# Work instructions:
Rewrite every line of the records below, switching "giving one point per instance" to "with one point for each instance" wherever it occurs and leaving everything else unchanged.
-- Start of Given data --
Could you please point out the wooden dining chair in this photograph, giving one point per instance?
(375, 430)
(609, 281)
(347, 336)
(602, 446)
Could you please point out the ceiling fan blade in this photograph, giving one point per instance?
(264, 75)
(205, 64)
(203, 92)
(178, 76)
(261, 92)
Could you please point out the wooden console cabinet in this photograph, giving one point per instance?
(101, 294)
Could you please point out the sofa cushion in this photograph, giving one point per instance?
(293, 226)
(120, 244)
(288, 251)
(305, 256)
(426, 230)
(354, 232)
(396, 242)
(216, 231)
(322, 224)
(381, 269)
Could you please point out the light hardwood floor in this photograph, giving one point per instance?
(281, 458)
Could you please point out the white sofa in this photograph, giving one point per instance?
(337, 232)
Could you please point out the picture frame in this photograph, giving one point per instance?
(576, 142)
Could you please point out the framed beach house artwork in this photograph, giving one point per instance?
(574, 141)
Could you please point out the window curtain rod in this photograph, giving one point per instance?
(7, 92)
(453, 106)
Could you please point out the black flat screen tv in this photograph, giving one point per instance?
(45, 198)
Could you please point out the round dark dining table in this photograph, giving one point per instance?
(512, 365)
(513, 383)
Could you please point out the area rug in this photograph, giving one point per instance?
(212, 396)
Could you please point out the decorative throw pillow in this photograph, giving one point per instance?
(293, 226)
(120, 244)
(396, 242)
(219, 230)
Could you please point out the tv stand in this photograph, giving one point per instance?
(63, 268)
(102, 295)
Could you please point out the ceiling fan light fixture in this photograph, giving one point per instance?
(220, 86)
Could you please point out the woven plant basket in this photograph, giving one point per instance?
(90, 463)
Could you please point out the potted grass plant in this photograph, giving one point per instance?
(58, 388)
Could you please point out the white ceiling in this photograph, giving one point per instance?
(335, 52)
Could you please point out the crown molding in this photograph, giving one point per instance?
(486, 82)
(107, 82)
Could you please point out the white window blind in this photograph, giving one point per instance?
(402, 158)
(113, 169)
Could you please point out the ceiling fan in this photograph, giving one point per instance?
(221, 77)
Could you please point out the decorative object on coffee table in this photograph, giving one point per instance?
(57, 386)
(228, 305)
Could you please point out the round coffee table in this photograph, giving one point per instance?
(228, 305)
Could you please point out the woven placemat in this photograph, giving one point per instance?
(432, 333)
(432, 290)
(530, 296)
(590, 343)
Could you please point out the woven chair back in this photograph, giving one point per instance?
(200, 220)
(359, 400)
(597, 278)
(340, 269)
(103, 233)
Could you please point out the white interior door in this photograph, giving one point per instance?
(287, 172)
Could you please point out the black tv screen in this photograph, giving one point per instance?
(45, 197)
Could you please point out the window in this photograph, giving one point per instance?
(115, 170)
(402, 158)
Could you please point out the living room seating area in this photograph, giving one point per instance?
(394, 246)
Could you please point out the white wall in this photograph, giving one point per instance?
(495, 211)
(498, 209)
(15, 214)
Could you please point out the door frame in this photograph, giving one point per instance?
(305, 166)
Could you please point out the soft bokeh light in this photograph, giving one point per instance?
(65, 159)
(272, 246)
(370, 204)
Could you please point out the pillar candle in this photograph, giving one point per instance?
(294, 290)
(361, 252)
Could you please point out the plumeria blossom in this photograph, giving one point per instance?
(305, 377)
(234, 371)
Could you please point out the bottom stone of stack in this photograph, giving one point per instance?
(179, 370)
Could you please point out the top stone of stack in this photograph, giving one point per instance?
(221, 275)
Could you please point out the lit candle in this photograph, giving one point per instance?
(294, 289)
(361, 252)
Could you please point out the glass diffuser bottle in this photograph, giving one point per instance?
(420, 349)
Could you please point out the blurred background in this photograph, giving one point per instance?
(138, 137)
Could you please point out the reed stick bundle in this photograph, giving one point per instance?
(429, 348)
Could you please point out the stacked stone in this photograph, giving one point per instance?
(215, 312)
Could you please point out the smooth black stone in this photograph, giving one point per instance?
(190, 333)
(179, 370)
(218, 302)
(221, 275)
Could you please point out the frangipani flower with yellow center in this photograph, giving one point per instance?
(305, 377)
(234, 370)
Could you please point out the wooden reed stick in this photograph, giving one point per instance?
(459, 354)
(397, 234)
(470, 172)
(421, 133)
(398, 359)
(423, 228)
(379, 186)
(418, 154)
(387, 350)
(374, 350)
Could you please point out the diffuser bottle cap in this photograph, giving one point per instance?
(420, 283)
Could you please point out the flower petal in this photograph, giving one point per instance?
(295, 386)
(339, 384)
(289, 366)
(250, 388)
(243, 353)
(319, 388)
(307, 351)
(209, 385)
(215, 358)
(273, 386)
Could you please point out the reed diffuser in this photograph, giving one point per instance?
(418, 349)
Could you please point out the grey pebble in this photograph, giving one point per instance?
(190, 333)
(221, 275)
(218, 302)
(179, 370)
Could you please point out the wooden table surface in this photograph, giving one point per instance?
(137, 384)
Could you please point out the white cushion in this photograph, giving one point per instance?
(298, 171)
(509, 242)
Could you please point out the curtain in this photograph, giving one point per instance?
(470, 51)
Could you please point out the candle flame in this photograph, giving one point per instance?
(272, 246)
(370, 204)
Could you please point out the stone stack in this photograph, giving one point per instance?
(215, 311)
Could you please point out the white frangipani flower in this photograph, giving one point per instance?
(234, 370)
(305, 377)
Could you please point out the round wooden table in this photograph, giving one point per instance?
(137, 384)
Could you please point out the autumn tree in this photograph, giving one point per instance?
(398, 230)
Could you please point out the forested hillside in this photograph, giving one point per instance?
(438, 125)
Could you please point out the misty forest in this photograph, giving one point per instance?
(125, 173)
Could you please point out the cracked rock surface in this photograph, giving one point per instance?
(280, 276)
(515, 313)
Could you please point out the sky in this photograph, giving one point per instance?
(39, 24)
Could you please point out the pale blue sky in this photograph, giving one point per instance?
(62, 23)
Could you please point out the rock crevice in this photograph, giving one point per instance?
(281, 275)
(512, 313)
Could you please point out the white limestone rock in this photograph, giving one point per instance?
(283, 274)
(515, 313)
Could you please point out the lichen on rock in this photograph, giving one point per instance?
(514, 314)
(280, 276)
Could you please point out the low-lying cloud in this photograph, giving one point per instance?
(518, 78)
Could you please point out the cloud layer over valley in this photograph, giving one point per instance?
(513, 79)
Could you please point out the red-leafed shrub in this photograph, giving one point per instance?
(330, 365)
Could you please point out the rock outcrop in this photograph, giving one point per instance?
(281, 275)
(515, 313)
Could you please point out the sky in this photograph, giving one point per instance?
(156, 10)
-- End of Given data --
# Output of the exercise:
Could you please point out the wooden dining chair in this photograph, with one point for each instance?
(375, 430)
(609, 281)
(347, 336)
(602, 446)
Could you please point out the ceiling fan blade in this photograph, with one point for each instance?
(264, 75)
(205, 64)
(203, 92)
(178, 76)
(261, 92)
Could you please point out the wooden console cabinet in this photograph, with one point for each instance?
(101, 294)
Could you please point out the sofa cushion in this photograph, with one point for each instance?
(293, 226)
(120, 244)
(288, 251)
(305, 256)
(426, 230)
(354, 232)
(396, 242)
(216, 231)
(322, 224)
(381, 269)
Could you please point out the light hardwood floor in this photograph, with one point for each instance?
(281, 458)
Could you please point out the white sofa in this photograph, with one point for each instance?
(337, 232)
Could you please point out the picture frame in this photograph, with one point for each instance?
(576, 142)
Could you please point out the framed beach house artwork in this photograph, with one point for each instance?
(574, 141)
Could you please point out the window curtain rod in this photograph, with one point for each instance?
(7, 92)
(453, 106)
Could you please point out the black flat screen tv in this photograph, with one point for each instance?
(45, 198)
Could you please point out the round dark dining table in this photograph, with one point for each instance?
(512, 365)
(513, 383)
Could you please point out the area rug in this photograph, with one point for each instance?
(212, 396)
Could you please point out the decorative throw pillow in this photograph, with one point for each instance?
(293, 226)
(120, 244)
(396, 242)
(219, 230)
Could you please point out the tv stand in this photograph, with one point for each instance?
(63, 268)
(102, 295)
Could you please point out the ceiling fan light fixture in this photograph, with one point for each instance?
(220, 86)
Could you please point out the woven plant basket in this photograph, with one point for each instance?
(90, 463)
Could you please point out the potted grass plant in this photograph, with one point for each instance?
(58, 388)
Could you please point out the white ceiling in this photograph, with one point for each instance?
(335, 52)
Could you please point out the crown molding in this photograph, with one point for each instance?
(486, 82)
(107, 82)
Could you please point out the white window blind in this photograph, with one point for each instance?
(402, 158)
(113, 169)
Could you please point out the ceiling fan in this photograph, with one point for each instance?
(221, 77)
Could you please point out the decorative object on coffee table in this photograph, with one point for each instance?
(57, 386)
(228, 305)
Could you please point out the round coffee table in this photograph, with one point for each instance?
(228, 305)
Could you please point out the woven placemat in this photograph, with one point for each instance?
(432, 333)
(432, 290)
(530, 296)
(590, 343)
Could you please point out the woven chair back in this photograph, with one point for each instance?
(200, 220)
(359, 400)
(597, 278)
(340, 269)
(103, 233)
Could you please point out the white interior door in this photograph, with one point for each instance?
(287, 172)
Could you please point out the black tv screen in this photograph, with one point for each instance?
(45, 197)
Could you please point out the window in this photograph, with one point for each instance?
(115, 170)
(402, 158)
Could you please point out the living room seating area in this photograph, with one point for each instance?
(394, 246)
Could you please point out the white wall in this photograph, with one point for each instance?
(495, 211)
(498, 209)
(15, 214)
Could you please point out the door frame in this photograph, with one point for each instance?
(305, 166)
Could you please point out the soft bokeh light in this photograph, with one point for each instance?
(65, 159)
(272, 246)
(370, 204)
Could you please point out the pillar candle in this photograph, with one point for each instance?
(294, 290)
(361, 252)
Could you please point out the plumeria blossom in this photograph, with one point for each instance?
(305, 377)
(234, 371)
Could you please point out the bottom stone of stack in this photograph, with one point for each instance?
(179, 370)
Could you please point out the top stone of stack in this photograph, with one point for each instance?
(221, 275)
Could you please point out the lit candle in this photograph, with one point for each instance?
(294, 289)
(361, 252)
Could you please point out the glass diffuser bottle in this photograph, with one point for each instance?
(420, 349)
Could you please point out the blurred background in this photograph, with one point for each instance?
(138, 137)
Could you please point out the reed stick bundle in this photograph, with one point for each instance?
(429, 348)
Could you please point out the stacked stone in this photograph, with one point for each instance?
(215, 312)
Could you please point out the smooth black stone in this photograph, with one point for each instance?
(190, 333)
(179, 370)
(218, 302)
(221, 275)
Could you please point out the frangipani flower with yellow center in this photograph, with one point for each instance?
(305, 377)
(234, 370)
Could you please point out the wooden reed stick in this photograph, with one point for each instance?
(459, 354)
(397, 234)
(470, 172)
(421, 133)
(398, 359)
(423, 228)
(379, 186)
(418, 154)
(387, 350)
(374, 350)
Could you please point out the diffuser bottle cap in this photograph, with one point for each instance?
(420, 283)
Could you please point out the flower petal in this photograph, with one point for each instance?
(295, 386)
(339, 384)
(289, 366)
(250, 388)
(243, 353)
(319, 388)
(307, 351)
(209, 385)
(215, 358)
(273, 386)
Could you please point out the reed diffuser in this photograph, with one point for each instance?
(418, 349)
Could you please point out the grey pebble in this photograph, with one point for each instance?
(190, 333)
(221, 275)
(218, 302)
(179, 370)
Could you please point out the wooden table surface in this photograph, with one point for each instance?
(137, 384)
Could you please point out the white cushion in this photograph, with one point for each instance?
(298, 171)
(509, 242)
Could you please point out the curtain in this photograph, with one point for each instance?
(470, 51)
Could you please point out the candle flame in this photograph, with one point for each instance?
(272, 246)
(370, 204)
Could you please point out the stone stack in this photograph, with one point for each instance?
(215, 311)
Could you please point out the white frangipani flower in this photograph, with one point for each instance?
(234, 370)
(305, 377)
Could you please point out the round wooden table in this photograph, with one point for each instance?
(137, 384)
Could you please point out the autumn tree in this photograph, with one point for each instance?
(398, 230)
Could you please point out the forested hillside in this photograph, with one point for each instance?
(438, 125)
Could you please point out the misty forest in this photograph, with one point for each instance?
(125, 173)
Could you please point out the cracked rock surface in this photograph, with one point for each instance?
(280, 276)
(515, 313)
Could you please point out the sky in this photograph, with one point for each instance?
(39, 24)
Could you please point out the pale blue sky in this photograph, with one point for each instance?
(62, 23)
Could you please point out the rock crevice in this photograph, with one point for each instance?
(281, 275)
(512, 313)
Could you please point out the white limestone rock in this photograph, with one point for each instance?
(283, 274)
(515, 313)
Could you please point out the lichen on rock in this photograph, with one point for each instance?
(514, 314)
(280, 276)
Could you please point out the low-lying cloud in this photograph, with one point for each instance?
(518, 78)
Could you please point out the cloud layer over valley in this photograph, with one point for each instance?
(513, 79)
Could you please point out the red-leafed shrub in this photograph, with one point for each instance?
(330, 365)
Could you please point out the rock outcrop in this photograph, with one point for each instance?
(281, 275)
(515, 313)
Could you please point out the sky in this photograph, with one point for each instance?
(156, 10)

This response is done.